Problem to work on |
Give again the lines of the data from its first line through the line with "Target: upper lip". Change nothing.

[Material shown — start]

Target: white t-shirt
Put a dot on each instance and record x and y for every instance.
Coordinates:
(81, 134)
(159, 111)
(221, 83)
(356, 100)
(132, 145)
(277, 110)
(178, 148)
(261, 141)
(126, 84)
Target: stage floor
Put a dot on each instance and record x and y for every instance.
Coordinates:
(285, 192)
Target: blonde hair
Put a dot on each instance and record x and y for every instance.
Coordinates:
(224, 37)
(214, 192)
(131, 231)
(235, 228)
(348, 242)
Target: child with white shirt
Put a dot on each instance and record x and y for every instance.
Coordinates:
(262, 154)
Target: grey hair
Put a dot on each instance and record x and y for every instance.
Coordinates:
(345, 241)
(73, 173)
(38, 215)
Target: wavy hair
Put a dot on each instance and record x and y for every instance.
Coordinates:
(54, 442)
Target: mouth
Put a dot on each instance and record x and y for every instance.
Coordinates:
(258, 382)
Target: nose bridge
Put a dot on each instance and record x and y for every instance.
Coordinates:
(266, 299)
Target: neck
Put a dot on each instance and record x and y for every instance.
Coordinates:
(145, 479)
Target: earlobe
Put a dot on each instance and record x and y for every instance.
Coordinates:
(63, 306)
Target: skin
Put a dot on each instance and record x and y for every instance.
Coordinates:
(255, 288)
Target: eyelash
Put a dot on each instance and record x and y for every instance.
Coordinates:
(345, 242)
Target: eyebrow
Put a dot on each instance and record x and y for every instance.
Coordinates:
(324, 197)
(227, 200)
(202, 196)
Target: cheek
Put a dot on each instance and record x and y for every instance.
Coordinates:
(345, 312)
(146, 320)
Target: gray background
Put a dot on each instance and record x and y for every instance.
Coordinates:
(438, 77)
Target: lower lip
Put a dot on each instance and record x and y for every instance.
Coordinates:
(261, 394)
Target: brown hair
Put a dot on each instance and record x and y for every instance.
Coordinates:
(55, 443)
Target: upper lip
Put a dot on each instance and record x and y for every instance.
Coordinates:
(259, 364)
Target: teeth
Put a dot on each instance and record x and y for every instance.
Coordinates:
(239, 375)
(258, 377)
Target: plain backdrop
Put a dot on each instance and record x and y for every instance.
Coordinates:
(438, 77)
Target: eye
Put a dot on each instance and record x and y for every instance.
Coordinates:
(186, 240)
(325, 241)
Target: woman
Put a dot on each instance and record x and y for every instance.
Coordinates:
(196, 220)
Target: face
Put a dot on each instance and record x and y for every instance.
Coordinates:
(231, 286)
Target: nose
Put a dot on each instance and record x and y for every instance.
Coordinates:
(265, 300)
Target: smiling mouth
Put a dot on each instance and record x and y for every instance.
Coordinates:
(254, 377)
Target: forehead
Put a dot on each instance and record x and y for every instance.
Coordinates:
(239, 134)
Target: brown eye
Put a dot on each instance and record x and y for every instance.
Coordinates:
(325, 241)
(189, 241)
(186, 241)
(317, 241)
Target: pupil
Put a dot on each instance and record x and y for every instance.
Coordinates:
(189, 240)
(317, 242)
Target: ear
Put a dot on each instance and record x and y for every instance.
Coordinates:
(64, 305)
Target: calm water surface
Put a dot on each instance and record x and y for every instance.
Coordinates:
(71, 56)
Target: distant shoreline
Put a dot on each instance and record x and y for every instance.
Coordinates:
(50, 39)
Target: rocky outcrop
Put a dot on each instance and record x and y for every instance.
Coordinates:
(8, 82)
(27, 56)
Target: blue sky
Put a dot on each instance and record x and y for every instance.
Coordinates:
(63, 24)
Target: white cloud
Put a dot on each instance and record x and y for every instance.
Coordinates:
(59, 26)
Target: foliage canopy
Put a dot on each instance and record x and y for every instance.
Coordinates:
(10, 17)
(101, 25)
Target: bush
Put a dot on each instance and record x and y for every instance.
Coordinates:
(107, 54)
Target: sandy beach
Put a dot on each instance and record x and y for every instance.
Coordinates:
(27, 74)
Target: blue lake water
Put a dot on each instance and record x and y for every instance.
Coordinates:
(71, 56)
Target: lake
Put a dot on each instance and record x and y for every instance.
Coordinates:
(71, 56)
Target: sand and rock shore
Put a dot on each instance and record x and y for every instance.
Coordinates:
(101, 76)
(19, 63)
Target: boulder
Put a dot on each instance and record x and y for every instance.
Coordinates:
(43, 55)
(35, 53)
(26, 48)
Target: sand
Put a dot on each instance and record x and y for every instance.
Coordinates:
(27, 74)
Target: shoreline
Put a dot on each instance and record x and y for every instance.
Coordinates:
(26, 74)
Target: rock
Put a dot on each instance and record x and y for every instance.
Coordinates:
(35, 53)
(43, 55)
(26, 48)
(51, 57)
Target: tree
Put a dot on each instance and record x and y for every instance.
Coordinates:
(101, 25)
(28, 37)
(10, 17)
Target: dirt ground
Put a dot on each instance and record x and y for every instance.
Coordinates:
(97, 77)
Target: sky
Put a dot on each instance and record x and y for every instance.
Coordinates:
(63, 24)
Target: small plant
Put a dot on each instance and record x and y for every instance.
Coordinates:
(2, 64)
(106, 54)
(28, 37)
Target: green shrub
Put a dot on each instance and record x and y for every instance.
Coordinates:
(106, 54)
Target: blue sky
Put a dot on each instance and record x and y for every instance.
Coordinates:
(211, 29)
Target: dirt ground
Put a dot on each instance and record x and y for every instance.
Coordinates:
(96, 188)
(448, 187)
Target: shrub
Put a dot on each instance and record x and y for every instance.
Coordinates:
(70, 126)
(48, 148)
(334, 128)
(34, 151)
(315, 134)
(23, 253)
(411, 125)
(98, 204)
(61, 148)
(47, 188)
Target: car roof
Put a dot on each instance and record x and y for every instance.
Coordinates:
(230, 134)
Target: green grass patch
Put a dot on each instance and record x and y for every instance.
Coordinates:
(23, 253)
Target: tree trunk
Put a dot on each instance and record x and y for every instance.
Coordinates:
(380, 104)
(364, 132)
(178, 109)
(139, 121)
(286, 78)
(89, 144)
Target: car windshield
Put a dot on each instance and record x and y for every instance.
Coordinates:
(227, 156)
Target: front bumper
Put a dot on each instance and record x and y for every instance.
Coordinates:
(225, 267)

[Material shown — finish]

Answer to this task |
Target: white t-shirt
Put a dot on each instance and record x and y for every instance.
Coordinates:
(81, 134)
(159, 111)
(221, 83)
(356, 100)
(132, 145)
(277, 110)
(178, 148)
(261, 141)
(126, 84)
Target: stage floor
Put a dot on each instance and record x and y for every instance.
Coordinates:
(285, 192)
Target: blonde hair
Put a dot on each instance and record x and y for every instance.
Coordinates:
(224, 37)
(214, 192)
(131, 231)
(235, 228)
(348, 242)
Target: child with white shirt
Put a dot on each instance and record x and y for every instance.
Coordinates:
(262, 154)
Target: grey hair
Put a dot on each instance and record x and y for every instance.
Coordinates:
(345, 241)
(73, 173)
(38, 215)
Target: wavy hair
Put a dot on each instance and record x and y for every instance.
Coordinates:
(54, 442)
Target: mouth
Put a dot on each instance and record x and y for every instance.
Coordinates:
(258, 382)
Target: nose bridge
Put a dot on each instance and record x and y for every instance.
Coordinates:
(266, 299)
Target: neck
Put a dot on each instance and record x and y for every instance.
Coordinates:
(145, 479)
Target: earlobe
Put a dot on each instance and record x and y for every instance.
Coordinates:
(63, 306)
Target: skin
Put a dot on each instance and record x and y for every instance.
Coordinates:
(255, 288)
Target: eyelash
Put a dot on each instance and record x and y for every instance.
Coordinates:
(345, 242)
Target: eyebrow
Put a dot on each instance and record x and y for every instance.
Coordinates:
(324, 197)
(227, 200)
(202, 196)
Target: cheek
Put a dot on each instance and record x and y for every instance.
Coordinates:
(345, 312)
(146, 320)
Target: gray background
Put a dot on each instance and record x and y for every instance.
Coordinates:
(438, 77)
Target: lower lip
Put a dot on each instance and record x and y for every instance.
Coordinates:
(261, 394)
Target: brown hair
Put a dot on each instance and record x and y for every instance.
Coordinates:
(55, 443)
Target: upper lip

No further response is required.